EXERCISE DIRECTIONS — Please copy the lines from the line with "paper sign in the picture above." up to and including the final line, replacing "Target" with "Object" and changing nothing else.

AVAILABLE DATA —

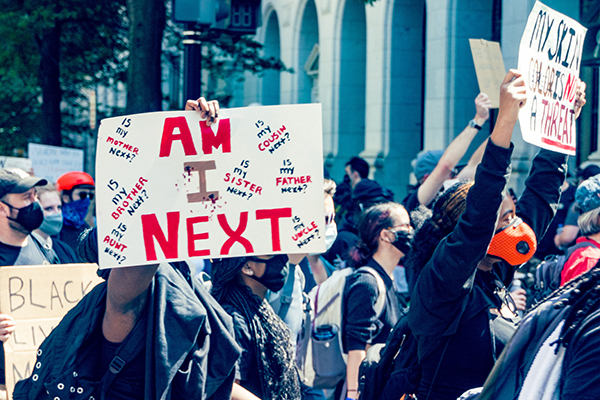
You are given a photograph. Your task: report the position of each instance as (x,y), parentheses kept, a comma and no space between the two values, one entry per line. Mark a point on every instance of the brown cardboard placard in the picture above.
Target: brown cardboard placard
(489,67)
(38,297)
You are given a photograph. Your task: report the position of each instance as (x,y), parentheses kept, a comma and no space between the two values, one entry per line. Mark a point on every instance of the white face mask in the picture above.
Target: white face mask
(330,234)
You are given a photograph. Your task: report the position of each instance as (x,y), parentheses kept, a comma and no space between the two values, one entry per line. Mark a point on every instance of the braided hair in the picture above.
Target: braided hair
(270,335)
(435,224)
(375,219)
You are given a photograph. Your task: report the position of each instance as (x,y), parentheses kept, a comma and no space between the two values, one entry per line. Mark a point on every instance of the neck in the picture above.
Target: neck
(387,259)
(257,288)
(43,234)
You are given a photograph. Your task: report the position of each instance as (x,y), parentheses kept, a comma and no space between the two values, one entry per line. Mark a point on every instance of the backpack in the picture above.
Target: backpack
(320,356)
(391,369)
(548,273)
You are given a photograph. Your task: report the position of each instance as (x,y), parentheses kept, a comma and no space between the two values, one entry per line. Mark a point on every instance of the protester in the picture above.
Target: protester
(266,367)
(52,224)
(365,194)
(385,234)
(587,254)
(21,214)
(357,169)
(459,303)
(554,354)
(77,192)
(320,268)
(566,236)
(432,168)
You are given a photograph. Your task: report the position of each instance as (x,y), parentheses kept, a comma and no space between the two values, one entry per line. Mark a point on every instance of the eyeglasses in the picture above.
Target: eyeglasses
(278,259)
(85,195)
(505,297)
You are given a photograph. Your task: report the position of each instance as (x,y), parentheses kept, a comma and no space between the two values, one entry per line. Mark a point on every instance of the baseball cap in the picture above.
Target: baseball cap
(588,194)
(15,180)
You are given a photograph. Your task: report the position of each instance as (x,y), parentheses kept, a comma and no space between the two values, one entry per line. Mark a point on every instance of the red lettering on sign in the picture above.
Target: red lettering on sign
(235,236)
(221,138)
(192,237)
(152,230)
(169,136)
(274,215)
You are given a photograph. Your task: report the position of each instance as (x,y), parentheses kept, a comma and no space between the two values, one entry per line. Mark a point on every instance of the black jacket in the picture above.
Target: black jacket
(190,346)
(451,299)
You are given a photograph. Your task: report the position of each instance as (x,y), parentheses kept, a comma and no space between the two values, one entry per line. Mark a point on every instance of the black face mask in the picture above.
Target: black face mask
(276,272)
(403,241)
(29,217)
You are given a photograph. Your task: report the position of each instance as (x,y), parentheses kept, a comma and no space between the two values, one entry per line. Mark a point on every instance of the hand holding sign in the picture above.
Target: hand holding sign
(513,95)
(209,110)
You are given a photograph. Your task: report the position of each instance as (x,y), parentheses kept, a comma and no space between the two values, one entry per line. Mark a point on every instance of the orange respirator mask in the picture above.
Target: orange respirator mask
(515,243)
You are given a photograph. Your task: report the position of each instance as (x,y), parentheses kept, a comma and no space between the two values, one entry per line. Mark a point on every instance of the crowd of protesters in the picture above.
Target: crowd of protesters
(445,260)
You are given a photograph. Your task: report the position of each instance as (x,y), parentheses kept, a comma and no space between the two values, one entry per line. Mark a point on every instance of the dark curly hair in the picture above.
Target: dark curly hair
(435,224)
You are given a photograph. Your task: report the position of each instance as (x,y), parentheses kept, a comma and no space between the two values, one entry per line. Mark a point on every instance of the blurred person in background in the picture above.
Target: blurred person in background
(76,192)
(53,221)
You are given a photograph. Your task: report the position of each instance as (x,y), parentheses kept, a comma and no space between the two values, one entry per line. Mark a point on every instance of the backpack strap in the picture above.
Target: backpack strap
(285,297)
(129,349)
(380,303)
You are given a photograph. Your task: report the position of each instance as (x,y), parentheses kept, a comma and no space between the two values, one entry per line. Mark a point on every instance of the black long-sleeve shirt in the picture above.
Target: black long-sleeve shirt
(451,299)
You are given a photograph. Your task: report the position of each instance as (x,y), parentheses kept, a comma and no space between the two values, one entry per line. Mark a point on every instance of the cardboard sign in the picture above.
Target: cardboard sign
(550,59)
(489,67)
(51,162)
(172,188)
(37,297)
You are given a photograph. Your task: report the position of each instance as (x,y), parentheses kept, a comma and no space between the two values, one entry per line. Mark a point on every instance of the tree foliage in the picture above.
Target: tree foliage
(50,51)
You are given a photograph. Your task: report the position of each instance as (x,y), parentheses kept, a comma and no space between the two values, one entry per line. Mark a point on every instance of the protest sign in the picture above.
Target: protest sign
(37,297)
(489,67)
(51,162)
(550,59)
(16,162)
(171,188)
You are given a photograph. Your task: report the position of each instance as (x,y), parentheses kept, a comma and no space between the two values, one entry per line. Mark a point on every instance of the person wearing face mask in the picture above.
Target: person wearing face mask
(20,214)
(52,224)
(465,254)
(266,367)
(77,193)
(385,234)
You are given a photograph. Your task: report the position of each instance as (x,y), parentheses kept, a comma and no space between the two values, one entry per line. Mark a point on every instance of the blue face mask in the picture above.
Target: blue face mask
(52,224)
(74,212)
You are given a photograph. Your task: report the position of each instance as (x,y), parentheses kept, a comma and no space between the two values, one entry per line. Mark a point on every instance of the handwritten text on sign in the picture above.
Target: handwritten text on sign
(37,297)
(170,187)
(550,58)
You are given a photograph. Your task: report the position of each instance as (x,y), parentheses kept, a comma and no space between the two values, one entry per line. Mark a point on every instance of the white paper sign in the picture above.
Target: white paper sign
(550,59)
(171,188)
(51,162)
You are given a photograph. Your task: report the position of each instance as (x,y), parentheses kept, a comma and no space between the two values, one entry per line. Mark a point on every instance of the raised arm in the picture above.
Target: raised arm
(454,153)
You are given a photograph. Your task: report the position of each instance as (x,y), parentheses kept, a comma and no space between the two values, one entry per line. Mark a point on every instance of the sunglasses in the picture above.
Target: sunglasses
(505,297)
(277,260)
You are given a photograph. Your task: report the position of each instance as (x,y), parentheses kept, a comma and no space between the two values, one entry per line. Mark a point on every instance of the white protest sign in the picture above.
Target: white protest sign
(171,188)
(51,162)
(38,297)
(550,59)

COMPLETED EXERCISE —
You are given a photograph. Your task: report the position of each instance as (x,y), parentheses kept, a comma and no space between the two values, one entry per line. Mark a point on every instance of the white paper sign in the picture above.
Object: white paper sign
(550,59)
(171,188)
(51,162)
You are given a photograph. Your task: report the position of each instance as (x,y), parentheses kept, a comma and no space between the two values, one entry per line. Mark a point on every instance of the raised arm in the picture above.
Object: raised arm
(454,153)
You are given a photograph. Your task: report the position of each instance as (x,y), parentheses kept, a comma and no space between the two values, one entry per line. Mark a point on every instance of the sunglasses in the picture above.
Object: sunglasses
(505,297)
(277,260)
You are given a photograph. Your task: report the position of each instance as (x,y), parentheses kept, a comma and no space between the two values, one entry per line. Mark a point on every instance of the white protest sign in the picture above.
Object: white protest sign
(171,188)
(51,162)
(38,297)
(550,59)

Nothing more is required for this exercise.